Exercise brief
Copy out all of the data exactly as it appears.
---- Listed records
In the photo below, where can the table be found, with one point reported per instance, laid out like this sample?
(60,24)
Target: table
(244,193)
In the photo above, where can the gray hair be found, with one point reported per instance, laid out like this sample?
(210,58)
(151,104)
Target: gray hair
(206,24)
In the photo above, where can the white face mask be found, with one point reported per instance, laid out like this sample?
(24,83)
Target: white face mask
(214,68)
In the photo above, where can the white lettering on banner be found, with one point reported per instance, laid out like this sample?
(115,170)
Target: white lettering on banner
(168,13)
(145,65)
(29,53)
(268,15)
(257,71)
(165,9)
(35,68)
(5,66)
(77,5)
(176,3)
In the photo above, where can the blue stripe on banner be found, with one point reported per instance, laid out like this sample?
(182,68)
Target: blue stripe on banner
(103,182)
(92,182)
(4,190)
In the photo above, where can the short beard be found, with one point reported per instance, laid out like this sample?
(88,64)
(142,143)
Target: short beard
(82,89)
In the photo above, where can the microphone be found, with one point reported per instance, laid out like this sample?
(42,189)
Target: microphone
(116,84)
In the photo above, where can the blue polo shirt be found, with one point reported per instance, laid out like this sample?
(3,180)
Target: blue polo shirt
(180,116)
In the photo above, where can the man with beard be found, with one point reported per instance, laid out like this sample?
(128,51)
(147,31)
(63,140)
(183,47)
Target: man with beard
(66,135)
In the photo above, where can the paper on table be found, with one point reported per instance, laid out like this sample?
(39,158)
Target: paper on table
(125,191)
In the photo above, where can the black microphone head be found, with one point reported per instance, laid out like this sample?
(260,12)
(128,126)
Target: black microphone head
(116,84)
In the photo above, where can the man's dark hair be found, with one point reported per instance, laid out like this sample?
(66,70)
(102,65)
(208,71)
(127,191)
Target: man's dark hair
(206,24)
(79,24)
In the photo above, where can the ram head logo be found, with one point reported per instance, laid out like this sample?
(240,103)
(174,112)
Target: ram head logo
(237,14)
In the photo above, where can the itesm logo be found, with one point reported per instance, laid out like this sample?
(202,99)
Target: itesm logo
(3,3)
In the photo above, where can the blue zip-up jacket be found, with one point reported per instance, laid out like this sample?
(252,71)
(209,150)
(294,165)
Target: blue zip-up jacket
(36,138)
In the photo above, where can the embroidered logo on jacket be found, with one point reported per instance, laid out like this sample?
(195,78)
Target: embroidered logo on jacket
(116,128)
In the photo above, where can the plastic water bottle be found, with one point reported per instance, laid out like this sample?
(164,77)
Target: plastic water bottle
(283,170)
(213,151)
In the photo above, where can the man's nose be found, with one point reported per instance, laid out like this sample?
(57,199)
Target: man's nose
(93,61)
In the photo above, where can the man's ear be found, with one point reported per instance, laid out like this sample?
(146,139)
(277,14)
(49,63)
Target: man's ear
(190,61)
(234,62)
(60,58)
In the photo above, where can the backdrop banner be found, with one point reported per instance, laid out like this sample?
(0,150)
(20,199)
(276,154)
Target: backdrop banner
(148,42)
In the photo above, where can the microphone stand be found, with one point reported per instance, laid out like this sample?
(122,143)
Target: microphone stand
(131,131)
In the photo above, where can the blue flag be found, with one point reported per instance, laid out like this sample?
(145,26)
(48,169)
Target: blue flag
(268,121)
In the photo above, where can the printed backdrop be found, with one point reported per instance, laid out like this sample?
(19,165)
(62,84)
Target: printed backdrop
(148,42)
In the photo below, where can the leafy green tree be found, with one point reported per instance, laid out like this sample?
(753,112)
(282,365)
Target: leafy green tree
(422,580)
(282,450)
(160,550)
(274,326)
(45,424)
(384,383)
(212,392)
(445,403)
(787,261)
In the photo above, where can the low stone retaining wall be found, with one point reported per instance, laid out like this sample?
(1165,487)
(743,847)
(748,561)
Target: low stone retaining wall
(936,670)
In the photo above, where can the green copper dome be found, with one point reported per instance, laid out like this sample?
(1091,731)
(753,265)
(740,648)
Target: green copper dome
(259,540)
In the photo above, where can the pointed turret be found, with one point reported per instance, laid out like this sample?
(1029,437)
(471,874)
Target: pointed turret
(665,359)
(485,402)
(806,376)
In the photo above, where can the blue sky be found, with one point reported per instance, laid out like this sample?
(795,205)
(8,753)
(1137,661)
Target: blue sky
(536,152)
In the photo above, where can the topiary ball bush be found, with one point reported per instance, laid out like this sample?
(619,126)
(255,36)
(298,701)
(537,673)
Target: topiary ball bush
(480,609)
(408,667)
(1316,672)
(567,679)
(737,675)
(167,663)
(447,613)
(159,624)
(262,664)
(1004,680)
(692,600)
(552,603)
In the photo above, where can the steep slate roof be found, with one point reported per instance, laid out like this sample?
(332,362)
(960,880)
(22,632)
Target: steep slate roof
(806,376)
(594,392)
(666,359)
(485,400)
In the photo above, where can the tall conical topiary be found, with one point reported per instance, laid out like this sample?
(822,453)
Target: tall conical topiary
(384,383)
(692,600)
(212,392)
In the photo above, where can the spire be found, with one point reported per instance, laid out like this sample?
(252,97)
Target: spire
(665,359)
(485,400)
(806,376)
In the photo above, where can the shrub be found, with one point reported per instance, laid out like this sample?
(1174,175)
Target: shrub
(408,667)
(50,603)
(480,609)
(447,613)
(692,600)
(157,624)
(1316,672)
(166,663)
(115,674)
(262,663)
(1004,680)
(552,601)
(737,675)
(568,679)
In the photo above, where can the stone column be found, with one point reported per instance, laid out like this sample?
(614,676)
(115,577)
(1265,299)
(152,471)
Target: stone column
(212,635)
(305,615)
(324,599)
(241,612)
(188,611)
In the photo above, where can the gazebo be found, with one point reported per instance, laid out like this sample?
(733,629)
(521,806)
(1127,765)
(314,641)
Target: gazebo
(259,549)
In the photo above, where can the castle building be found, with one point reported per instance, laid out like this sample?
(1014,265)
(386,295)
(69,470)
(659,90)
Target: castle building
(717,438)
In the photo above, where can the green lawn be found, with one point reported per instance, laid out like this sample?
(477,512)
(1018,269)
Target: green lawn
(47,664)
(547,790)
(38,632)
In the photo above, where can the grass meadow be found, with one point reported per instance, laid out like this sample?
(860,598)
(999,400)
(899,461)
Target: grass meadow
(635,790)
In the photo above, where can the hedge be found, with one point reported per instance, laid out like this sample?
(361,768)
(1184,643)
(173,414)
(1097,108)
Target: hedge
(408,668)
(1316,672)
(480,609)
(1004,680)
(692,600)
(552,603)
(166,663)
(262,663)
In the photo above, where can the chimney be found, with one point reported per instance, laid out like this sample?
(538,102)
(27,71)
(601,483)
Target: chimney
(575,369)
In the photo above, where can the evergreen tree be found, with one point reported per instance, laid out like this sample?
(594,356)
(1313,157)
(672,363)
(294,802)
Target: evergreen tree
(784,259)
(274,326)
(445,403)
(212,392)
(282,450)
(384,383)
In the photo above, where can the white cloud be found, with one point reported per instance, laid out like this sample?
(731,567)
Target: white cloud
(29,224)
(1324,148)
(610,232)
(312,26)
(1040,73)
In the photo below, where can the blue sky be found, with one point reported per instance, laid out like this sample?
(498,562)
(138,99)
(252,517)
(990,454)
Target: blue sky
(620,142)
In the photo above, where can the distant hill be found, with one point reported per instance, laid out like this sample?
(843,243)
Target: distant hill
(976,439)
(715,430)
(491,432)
--------
Output
In the photo below, where can the table be found, with one point reported per instance, laid out like this sample?
(60,24)
Target: table
(244,193)
In the photo above, where can the gray hair be found, with one point reported per instance, laid out like this sample?
(210,58)
(151,104)
Target: gray hair
(206,24)
In the photo above, where can the white face mask be found, with one point reported per instance, laid out like this sample?
(24,83)
Target: white face mask
(214,68)
In the photo above, where can the white lettering on banner be found, with one point reported per instance, laid out like this sample?
(115,170)
Target: white lettering on banner
(168,13)
(145,65)
(29,53)
(268,15)
(257,71)
(165,9)
(35,68)
(5,66)
(77,5)
(176,3)
In the photo above, where can the blue stripe on banner be found, with one point reported per instance, laid out like this sample?
(182,68)
Target: blue stripe on banner
(103,182)
(92,182)
(4,190)
In the photo above, where can the short beard be found, with one point reported per instance, laid out like this sample?
(88,64)
(142,143)
Target: short beard
(82,89)
In the photo above, where can the microphone be found, with one point reported per instance, laid out like this sample?
(42,189)
Target: microphone
(116,84)
In the photo above, where can the blue polo shirt be found, with one point reported per instance, laid out like this sample?
(3,180)
Target: blue polo shirt
(180,116)
In the photo above, where can the man with beard be found, with one point reported per instance, laid out like this sample?
(128,51)
(147,31)
(63,140)
(183,47)
Target: man with beard
(66,135)
In the photo above, where can the paper on table be found, with one point reported per instance, laid out like this sample?
(39,158)
Target: paper on table
(125,191)
In the photo above, where can the black microphone head be found, with one point reported per instance, laid out like this sample?
(260,12)
(128,126)
Target: black microphone head
(116,84)
In the photo above, where can the man's dark hair be found, with one point reported per instance, laid out like this sample?
(66,70)
(102,65)
(208,71)
(127,191)
Target: man's dark hair
(206,24)
(79,24)
In the photo above, where can the ram head logo be found, with one point reported per instance, laid out like this sample?
(240,103)
(174,112)
Target: ram head logo
(237,14)
In the photo above, where can the itesm logo be found, with one point reported per instance, laid out like this sample?
(202,99)
Target: itesm logo
(3,3)
In the photo above, where can the blue zip-up jacket be found, with one point reported per instance, laid out like this sample?
(252,71)
(209,150)
(294,165)
Target: blue zip-up jacket
(36,138)
In the photo above, where can the embroidered logo on jacket be found, with one point reported per instance, laid out like this sample?
(195,78)
Target: embroidered logo on jacket
(116,128)
In the photo above, where can the plastic water bottle be found, with one point reported per instance, laid out like this sample?
(164,77)
Target: plastic water bottle
(283,170)
(213,151)
In the photo above, where can the man's nose be found, with one point reported per instance, laid out like this sample?
(57,199)
Target: man's nose
(93,61)
In the photo above, where can the man's ear be found, with one point reported per instance, laid out like this sample?
(146,139)
(277,14)
(49,63)
Target: man's ear
(190,61)
(234,62)
(60,58)
In the photo above, where can the backdrop banner be found, with one point reported per instance, laid out like this sample?
(0,150)
(20,199)
(276,154)
Target: backdrop banner
(148,42)
In the photo above, where can the microphone stand be found, with one point reported per instance, laid out like this sample?
(122,143)
Target: microphone stand
(131,131)
In the photo above, where can the blue flag be found, with one point reported per instance, laid out like this sample?
(145,26)
(48,169)
Target: blue flag
(268,121)
In the photo above, where can the printed backdrop be found, with one point reported per instance, laid out like this sample?
(19,165)
(62,84)
Target: printed backdrop
(148,42)
In the photo below, where can the leafy green tree be found, with one point reported per instance, laid out like this sample?
(753,112)
(282,365)
Target: leafy green tree
(422,580)
(282,450)
(160,550)
(274,326)
(45,424)
(384,383)
(212,392)
(445,403)
(787,261)
In the photo above, where can the low stone retaining wall be found, with one point reported per instance, laid out like this sample?
(1165,487)
(743,847)
(748,561)
Target: low stone retaining wall
(936,670)
In the photo above, where can the green copper dome be found, with one point reported per instance, laid out like this sample?
(1091,731)
(753,265)
(740,648)
Target: green copper dome
(259,540)
In the photo above, where can the pointed turret be found, with one point reported per instance, laid out like this sample?
(1029,437)
(471,874)
Target: pointed turret
(665,359)
(485,402)
(806,376)
In the photo above, where can the blue sky be found, with one point reported per instance, laid out like this sample?
(795,205)
(8,753)
(1137,661)
Target: blue sky
(536,152)
In the photo above, where can the topiary ball bush be found, with one point reported per instance, laid out like this sample?
(619,126)
(255,36)
(298,701)
(537,673)
Target: topiary ball bush
(480,609)
(408,667)
(1316,672)
(567,679)
(737,675)
(167,663)
(447,613)
(159,624)
(262,664)
(1004,680)
(692,600)
(552,603)
In the photo above, where can the steep slate roof be found, with one point reported per instance, laid out like this sample?
(332,362)
(960,880)
(22,632)
Target: steep slate roof
(806,376)
(594,392)
(666,359)
(485,400)
In the photo above, where can the tall conical topiary be found, with one point reported per instance, laid out like this sample?
(822,453)
Target: tall conical topiary
(384,383)
(692,600)
(212,392)
In the photo above, where can the spire be found, with one point reported per instance, laid out like this sample?
(252,97)
Target: spire
(665,359)
(485,400)
(806,376)
In the photo above, where can the shrub be found, with one point reported per instance, laid out like this sample?
(1174,175)
Target: shrub
(408,667)
(50,603)
(480,609)
(447,613)
(692,600)
(157,624)
(1316,672)
(166,663)
(115,674)
(262,663)
(1004,680)
(552,601)
(737,675)
(568,679)
In the photo above, where can the stone column be found, with one point reported per instance, laid out like this sample?
(614,676)
(115,577)
(1265,299)
(152,471)
Target: stone column
(212,635)
(305,615)
(324,599)
(241,612)
(188,611)
In the photo above, where can the gazebo be found, with one point reported per instance, laid out like this sample?
(733,629)
(521,806)
(1127,765)
(314,641)
Target: gazebo
(259,549)
In the photo above, where can the castle building be found, with one point reported per instance, laid out like this sample?
(1014,265)
(386,295)
(69,470)
(659,90)
Target: castle building
(717,438)
In the photo above, where can the green lawn be found, with one point reported per instance, laid out like this sample?
(477,512)
(1018,269)
Target: green lawn
(47,664)
(547,790)
(38,632)
In the photo above, where can the grass meadow be found, with one point reported per instance, laid out like this sample?
(860,598)
(999,400)
(899,461)
Target: grass meadow
(635,790)
In the photo above, where can the hedge be found, with one point reported per instance, laid out like this sample?
(361,768)
(1184,643)
(173,414)
(1097,108)
Target: hedge
(408,668)
(1316,672)
(480,609)
(1004,680)
(692,600)
(552,603)
(166,663)
(262,663)
In the photo above, where can the chimney be found, with one point reported per instance, laid out like this sample?
(538,102)
(27,71)
(601,483)
Target: chimney
(575,369)
In the photo above, where can the evergreen tree be found, with one point reported per instance, laid out like this sample?
(594,356)
(1313,157)
(672,363)
(294,802)
Target: evergreen tree
(784,259)
(274,326)
(445,403)
(212,392)
(282,450)
(384,383)
In the photo above, where can the white cloud be found, with one point reported per instance, laid out like this sample?
(731,567)
Target: white cloud
(29,224)
(1324,148)
(610,232)
(312,26)
(1040,73)
In the photo below, where can the blue sky be found, with one point reported per instance, laid out like this sample?
(498,562)
(138,99)
(252,517)
(990,454)
Target: blue sky
(620,142)
In the photo above, where can the distant hill be found, with one point reported per instance, laid out like this sample?
(843,243)
Target: distant hill
(976,439)
(715,430)
(491,432)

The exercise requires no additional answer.